● SOURCE EXTRACT
((

= Costume Designers Guild Award for Excellence in Contemporary Television =

Annual CDG TV award

The Costume Designers Guild Award for Excellence in Contemporary Television is one of the annual awards given by the Costume Designers Guild.

In 1998, the Guild introduced a single award category titled Excellence in Television, in which all television programs competed regardless of genre or format. Among the inaugural nominees, four were period dramas. The winner that year was The Tempest, a fantasy television film. Furthermore, all nominated shows were either limited series or television films, which makes it the only time with no regularly continued series recognized. Beginning with the 1999 ceremony, the Guild divided the award into two categories: Excellence in Contemporary Television and Excellence in Period/Fantasy Television.

))

● ENTRIES PROVIDED
((

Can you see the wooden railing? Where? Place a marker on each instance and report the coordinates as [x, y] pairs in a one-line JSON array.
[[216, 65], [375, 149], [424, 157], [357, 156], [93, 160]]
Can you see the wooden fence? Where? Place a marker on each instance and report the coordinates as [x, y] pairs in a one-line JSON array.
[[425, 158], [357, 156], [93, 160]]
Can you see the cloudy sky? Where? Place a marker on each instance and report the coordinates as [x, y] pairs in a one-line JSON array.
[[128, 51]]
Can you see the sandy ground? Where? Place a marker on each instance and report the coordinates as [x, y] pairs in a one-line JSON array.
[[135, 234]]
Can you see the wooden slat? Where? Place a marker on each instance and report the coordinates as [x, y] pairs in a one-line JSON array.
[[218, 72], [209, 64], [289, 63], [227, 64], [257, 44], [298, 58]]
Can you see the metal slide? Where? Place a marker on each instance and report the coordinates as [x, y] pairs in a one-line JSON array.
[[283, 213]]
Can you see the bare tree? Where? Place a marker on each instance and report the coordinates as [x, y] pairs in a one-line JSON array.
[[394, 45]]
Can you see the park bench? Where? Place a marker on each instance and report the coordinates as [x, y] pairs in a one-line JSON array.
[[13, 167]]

))

● WHAT TO DO
According to the text on the Costume Designers Guild award, what production won the single television award in 1998? The lines placed after the text were taken from a separate source.

● REPLY TO THE TASK
The Tempest, a fantasy television film, won that year.